> _What to work on_
Give back exactly the lines of the entries below from the line with "704L638 698L620 699L573" to the line with "negative clicks: (1450, 415) (1396, 583)", inclusive, and only those.

Collected data entries:

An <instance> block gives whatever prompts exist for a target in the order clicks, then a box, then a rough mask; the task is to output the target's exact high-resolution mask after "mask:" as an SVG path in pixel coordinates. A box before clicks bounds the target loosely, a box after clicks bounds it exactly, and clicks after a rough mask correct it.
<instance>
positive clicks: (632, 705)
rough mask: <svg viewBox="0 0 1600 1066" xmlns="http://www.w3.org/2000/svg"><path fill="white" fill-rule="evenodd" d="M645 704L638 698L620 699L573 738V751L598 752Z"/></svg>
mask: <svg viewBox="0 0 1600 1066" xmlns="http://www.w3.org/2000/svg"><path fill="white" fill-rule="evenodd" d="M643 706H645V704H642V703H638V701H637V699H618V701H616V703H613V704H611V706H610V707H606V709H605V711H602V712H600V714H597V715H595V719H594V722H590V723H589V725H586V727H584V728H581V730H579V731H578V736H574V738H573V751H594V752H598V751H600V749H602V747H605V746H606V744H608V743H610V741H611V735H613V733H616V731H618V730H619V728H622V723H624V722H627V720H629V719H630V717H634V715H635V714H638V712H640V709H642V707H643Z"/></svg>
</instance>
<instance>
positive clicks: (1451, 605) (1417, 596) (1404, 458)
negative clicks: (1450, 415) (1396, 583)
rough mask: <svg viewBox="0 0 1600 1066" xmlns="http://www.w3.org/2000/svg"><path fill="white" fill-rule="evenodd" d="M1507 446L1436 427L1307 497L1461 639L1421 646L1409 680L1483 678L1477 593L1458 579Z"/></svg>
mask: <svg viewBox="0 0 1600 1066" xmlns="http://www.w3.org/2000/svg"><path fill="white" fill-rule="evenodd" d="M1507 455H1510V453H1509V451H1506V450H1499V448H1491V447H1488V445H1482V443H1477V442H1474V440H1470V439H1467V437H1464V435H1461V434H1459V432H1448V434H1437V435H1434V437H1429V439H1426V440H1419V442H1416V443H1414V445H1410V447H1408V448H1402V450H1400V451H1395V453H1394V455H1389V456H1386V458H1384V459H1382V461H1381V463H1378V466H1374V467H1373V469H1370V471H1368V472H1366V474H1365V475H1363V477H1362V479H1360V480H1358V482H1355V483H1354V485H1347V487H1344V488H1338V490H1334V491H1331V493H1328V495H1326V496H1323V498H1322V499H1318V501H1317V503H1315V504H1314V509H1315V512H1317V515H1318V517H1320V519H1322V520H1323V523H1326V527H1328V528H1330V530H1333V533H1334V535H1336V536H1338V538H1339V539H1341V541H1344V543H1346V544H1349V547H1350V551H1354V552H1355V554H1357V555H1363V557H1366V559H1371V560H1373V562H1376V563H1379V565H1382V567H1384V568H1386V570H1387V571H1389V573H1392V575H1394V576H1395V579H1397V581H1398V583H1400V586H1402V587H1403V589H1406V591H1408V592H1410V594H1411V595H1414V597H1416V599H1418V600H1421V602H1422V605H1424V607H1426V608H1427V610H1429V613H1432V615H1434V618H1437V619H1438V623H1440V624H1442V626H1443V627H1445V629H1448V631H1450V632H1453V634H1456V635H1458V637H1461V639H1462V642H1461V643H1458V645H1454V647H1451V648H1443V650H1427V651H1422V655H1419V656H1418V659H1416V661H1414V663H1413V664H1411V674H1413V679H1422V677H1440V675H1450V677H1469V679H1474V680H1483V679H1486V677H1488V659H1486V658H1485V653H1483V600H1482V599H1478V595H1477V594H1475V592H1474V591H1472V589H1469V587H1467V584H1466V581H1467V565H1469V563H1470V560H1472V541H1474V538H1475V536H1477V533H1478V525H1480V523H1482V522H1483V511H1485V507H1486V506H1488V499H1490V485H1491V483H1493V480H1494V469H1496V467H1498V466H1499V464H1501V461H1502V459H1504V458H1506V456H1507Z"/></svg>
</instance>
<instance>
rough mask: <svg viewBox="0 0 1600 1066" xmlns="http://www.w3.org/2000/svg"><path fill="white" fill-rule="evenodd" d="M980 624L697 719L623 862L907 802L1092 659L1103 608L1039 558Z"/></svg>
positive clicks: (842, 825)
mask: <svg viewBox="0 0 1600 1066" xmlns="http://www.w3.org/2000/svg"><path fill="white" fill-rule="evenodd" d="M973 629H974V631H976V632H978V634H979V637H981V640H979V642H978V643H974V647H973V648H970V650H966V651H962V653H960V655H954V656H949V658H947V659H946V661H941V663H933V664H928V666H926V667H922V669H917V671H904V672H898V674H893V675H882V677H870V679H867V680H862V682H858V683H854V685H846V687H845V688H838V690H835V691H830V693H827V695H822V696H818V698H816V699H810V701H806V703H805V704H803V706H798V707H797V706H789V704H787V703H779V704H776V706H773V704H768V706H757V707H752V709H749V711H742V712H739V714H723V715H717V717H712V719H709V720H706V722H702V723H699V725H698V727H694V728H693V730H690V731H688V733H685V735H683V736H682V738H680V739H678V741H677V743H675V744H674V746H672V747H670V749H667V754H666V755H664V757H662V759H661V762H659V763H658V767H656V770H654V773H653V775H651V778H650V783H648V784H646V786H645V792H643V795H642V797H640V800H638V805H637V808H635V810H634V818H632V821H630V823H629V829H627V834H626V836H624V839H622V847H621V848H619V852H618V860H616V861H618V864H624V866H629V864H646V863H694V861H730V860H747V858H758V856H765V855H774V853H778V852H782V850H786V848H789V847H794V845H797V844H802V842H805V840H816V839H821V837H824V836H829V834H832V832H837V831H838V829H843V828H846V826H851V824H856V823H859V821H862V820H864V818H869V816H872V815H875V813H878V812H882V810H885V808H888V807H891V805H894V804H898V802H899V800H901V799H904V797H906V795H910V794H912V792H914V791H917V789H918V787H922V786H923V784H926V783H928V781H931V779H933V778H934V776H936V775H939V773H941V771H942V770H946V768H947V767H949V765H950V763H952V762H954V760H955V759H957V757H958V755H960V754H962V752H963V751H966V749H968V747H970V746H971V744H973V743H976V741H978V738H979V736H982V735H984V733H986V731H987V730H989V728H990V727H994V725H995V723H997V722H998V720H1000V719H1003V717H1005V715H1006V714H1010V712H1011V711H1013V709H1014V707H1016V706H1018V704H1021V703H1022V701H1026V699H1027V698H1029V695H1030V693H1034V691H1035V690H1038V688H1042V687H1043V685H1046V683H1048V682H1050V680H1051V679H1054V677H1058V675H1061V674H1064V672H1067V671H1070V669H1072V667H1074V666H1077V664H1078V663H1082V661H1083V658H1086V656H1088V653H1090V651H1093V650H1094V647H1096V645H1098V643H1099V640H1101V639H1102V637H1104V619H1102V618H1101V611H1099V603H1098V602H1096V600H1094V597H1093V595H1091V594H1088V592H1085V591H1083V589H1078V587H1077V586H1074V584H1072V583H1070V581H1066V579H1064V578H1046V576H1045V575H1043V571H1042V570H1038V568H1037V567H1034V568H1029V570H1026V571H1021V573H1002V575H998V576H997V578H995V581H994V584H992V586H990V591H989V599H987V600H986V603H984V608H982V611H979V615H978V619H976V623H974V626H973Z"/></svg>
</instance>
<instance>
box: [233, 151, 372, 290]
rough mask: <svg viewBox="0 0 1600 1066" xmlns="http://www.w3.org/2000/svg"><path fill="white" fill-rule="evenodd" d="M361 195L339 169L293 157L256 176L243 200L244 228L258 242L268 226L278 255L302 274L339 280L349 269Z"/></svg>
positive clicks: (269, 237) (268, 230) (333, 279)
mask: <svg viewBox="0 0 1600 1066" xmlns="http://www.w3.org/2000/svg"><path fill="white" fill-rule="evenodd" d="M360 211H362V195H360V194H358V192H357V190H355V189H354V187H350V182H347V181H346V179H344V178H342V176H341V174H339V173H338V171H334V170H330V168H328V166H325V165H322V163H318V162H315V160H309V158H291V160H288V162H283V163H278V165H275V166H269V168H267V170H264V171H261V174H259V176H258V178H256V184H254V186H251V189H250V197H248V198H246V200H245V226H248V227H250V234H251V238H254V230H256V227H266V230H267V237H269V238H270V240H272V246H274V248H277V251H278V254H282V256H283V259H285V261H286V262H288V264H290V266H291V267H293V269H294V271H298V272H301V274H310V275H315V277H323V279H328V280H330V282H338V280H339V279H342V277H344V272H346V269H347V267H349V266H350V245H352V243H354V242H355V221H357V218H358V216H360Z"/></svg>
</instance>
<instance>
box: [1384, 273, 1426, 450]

> _Expected answer_
rough mask: <svg viewBox="0 0 1600 1066" xmlns="http://www.w3.org/2000/svg"><path fill="white" fill-rule="evenodd" d="M645 704L638 698L620 699L573 738V751L598 752Z"/></svg>
mask: <svg viewBox="0 0 1600 1066" xmlns="http://www.w3.org/2000/svg"><path fill="white" fill-rule="evenodd" d="M643 706H645V704H642V703H638V701H637V699H618V701H616V703H613V704H611V706H610V707H606V709H605V711H602V712H600V714H597V715H595V719H594V722H590V723H589V725H586V727H584V728H581V730H579V731H578V736H574V738H573V751H594V752H598V751H600V749H602V747H605V746H606V744H608V743H610V741H611V735H613V733H616V731H618V730H619V728H622V723H624V722H627V720H629V719H630V717H634V715H635V714H638V712H640V709H642V707H643Z"/></svg>
</instance>
<instance>
positive clicks: (1451, 605) (1417, 596) (1404, 458)
negative clicks: (1450, 415) (1396, 583)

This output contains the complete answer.